See you in Oregon for FWCC!

3/11/2009 7:47 AM  
Blogger Liz Opp said...

Out of curiosity, how many of you have ongoing committees that support you in the ministry? (anchor committees, care-and-accountability committees, committees of elders, etc.)

And how many of you provide some form of report that is shared with your meeting?

For example, I have been appointed a committee of elders, but neither M&C nor the meeting requires or requests a report. I am the one who asks my committee to send a report to M&C...

I'm beginning to wonder if this is typical or unique and so I thought I'd start asking folks what there experience is.

Not to create a tangent here, so feel free to email me directly at lizopp AT gmail DOT com.

Blessings,
Liz

3/11/2009 12:35 PM  
Blogger Robin M. said...

Gil, I went over and read your very interesting story about Grace Chambers and look forward to reading your book one of these days!

- [REQUIRED ACTIONS]:
1. Decide whether each statement agrees with the comment thread, answering yes or no and quoting the words that settle it: (a) Liz Opp has been appointed a committee of elders. (b) Liz Opp's meeting requires a report from her committee. (c) Robin M. has already read Gil's book.
2. Extend the comment thread on committees that support ministry, starting after its last sentence.
The rows that come next are separate material, unrelated to the comment thread.

- [MATERIAL SUPPLIED]:
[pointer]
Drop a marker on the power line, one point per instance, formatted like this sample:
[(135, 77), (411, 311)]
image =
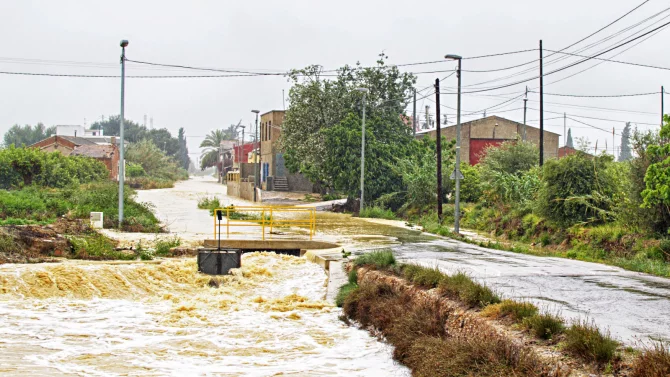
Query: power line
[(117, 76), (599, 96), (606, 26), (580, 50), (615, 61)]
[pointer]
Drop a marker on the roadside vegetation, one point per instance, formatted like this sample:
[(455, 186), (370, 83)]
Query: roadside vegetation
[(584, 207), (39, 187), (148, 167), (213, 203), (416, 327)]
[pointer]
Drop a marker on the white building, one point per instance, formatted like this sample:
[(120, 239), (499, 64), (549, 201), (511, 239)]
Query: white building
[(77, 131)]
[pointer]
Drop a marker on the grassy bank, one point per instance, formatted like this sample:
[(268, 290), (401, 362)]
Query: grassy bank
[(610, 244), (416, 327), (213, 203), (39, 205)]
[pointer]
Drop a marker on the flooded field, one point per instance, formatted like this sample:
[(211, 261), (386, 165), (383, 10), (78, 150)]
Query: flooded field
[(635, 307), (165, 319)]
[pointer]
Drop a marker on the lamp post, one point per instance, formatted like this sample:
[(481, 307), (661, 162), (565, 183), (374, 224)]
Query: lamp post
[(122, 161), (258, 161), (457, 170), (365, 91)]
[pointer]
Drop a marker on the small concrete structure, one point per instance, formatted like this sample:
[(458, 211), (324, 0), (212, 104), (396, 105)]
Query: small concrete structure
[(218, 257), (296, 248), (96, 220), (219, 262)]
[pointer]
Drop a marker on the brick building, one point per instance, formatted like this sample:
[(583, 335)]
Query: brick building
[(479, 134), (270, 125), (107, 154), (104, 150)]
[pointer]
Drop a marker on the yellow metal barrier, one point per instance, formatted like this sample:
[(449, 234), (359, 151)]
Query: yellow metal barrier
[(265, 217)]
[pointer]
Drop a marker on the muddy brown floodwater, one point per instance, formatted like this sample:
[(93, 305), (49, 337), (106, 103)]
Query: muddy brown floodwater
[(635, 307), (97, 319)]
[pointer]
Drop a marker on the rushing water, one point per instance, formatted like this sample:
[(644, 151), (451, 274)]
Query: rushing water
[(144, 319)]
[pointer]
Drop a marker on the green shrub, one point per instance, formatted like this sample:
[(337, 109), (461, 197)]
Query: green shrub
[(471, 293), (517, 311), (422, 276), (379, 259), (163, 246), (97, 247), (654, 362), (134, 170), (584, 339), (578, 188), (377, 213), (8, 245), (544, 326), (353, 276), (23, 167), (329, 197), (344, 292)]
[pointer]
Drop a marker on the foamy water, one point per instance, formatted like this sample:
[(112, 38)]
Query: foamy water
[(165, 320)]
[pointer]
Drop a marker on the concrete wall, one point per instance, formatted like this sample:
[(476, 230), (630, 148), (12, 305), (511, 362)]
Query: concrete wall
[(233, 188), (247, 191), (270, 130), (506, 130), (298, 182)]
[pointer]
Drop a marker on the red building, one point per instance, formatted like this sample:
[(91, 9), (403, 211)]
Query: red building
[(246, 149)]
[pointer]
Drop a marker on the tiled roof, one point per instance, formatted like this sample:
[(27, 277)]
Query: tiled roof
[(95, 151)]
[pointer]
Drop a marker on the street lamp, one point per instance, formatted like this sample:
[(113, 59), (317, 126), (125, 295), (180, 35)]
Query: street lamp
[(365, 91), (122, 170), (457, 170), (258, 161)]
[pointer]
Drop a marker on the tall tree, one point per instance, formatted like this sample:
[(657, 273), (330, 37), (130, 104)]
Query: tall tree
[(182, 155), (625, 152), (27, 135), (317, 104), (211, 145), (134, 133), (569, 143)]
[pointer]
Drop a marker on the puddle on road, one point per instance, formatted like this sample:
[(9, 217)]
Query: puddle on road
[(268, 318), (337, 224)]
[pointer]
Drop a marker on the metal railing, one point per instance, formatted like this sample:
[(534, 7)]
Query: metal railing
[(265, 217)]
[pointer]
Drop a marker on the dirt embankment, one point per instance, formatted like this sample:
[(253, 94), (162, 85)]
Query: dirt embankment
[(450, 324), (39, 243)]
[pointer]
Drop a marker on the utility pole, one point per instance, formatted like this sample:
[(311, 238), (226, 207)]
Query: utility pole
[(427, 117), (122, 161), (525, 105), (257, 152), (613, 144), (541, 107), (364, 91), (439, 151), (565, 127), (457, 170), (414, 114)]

- [ANSWER SECTION]:
1.
(a) Yes: "I have been appointed a committee of elders"
(b) No: "neither M&C nor the meeting requires or requests a report"
(c) No: "look forward to reading your book one of these days"

2.
Jeff, Thank you very much for sharing your story - it is very helpful to me. See you next week!

Liz, I have an anchor committee that I meet with regularly. It was every month for a while and now more like quarterly. We have worked together on providing an annual report to the Ministry and Oversight committee and to the Meeting for Business, but that has never been officially requested or required by the Meeting. (I don't think this is too off topic.)

3/12/2009 1:17 AM  
Blogger cubbie said...

thanks for posting things like this. for me, your posts are a little like... "hm... if i live up to the light and more is given... for awhile... this is what might be there."